**Records to use:**
--- start ---

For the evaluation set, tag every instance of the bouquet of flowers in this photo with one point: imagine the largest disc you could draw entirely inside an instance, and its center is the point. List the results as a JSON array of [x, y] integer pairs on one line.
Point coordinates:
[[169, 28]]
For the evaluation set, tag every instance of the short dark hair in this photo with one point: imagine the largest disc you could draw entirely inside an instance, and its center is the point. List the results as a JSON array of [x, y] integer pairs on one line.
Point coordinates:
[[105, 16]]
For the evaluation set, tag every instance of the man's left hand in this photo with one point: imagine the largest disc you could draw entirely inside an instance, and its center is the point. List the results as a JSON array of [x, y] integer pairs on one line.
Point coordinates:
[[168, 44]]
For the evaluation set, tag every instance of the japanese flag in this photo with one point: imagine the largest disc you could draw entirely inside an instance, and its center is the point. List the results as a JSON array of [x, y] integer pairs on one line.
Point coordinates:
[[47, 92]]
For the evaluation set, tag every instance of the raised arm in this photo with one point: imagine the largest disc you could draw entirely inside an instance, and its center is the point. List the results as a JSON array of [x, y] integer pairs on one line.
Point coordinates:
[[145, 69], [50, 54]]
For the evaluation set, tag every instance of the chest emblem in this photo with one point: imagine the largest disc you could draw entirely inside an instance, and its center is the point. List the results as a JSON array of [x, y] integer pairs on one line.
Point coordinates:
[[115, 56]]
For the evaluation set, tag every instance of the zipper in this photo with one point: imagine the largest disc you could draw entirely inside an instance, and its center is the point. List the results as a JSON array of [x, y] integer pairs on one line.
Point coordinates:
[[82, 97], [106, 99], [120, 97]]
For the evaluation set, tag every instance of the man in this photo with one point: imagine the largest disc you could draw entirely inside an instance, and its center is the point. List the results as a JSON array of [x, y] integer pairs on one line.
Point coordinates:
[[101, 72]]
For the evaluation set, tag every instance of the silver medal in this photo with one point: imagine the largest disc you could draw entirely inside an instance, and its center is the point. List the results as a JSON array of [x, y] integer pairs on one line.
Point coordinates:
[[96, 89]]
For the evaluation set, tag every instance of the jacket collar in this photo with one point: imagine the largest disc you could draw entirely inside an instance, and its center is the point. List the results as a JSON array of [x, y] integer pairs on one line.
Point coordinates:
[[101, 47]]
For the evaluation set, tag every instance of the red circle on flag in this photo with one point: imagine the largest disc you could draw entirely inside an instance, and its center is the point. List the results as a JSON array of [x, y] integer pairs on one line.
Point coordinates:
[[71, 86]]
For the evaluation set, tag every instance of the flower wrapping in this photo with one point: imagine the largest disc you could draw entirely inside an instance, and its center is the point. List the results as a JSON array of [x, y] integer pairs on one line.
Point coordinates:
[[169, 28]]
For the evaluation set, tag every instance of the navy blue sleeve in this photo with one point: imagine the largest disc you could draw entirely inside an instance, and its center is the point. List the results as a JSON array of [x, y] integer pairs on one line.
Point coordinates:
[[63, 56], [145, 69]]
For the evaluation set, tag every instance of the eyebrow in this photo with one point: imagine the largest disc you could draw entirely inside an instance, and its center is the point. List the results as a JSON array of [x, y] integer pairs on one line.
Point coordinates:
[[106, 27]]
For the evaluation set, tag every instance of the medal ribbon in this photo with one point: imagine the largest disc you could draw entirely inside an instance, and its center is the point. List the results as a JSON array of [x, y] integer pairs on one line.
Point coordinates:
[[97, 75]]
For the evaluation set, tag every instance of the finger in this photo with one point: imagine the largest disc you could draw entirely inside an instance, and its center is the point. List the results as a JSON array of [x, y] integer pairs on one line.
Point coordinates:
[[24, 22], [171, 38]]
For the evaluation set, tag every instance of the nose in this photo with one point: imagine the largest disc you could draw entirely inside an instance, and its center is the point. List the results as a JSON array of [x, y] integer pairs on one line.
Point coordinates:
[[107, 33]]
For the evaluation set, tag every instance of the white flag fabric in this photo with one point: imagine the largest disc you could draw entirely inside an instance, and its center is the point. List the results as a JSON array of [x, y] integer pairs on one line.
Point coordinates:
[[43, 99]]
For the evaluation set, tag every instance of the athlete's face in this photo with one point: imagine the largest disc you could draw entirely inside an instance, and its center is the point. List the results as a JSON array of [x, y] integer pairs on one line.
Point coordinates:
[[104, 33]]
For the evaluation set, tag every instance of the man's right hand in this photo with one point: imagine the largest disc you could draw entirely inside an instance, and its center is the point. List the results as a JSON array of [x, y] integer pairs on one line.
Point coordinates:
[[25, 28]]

--- end ---

**Work to be completed:**
Render the entries from the line containing "For the evaluation set, tag every instance of the man's right" through the last line above as a Markdown table with the columns Number and Text. Leave out blank lines.

**Exercise response:**
| Number | Text |
|---|---|
| 1 | For the evaluation set, tag every instance of the man's right hand in this photo with one point: imagine the largest disc you could draw entirely inside an instance, and its center is the point. List the results as a JSON array of [x, y] integer pairs on one line. |
| 2 | Point coordinates: |
| 3 | [[25, 28]] |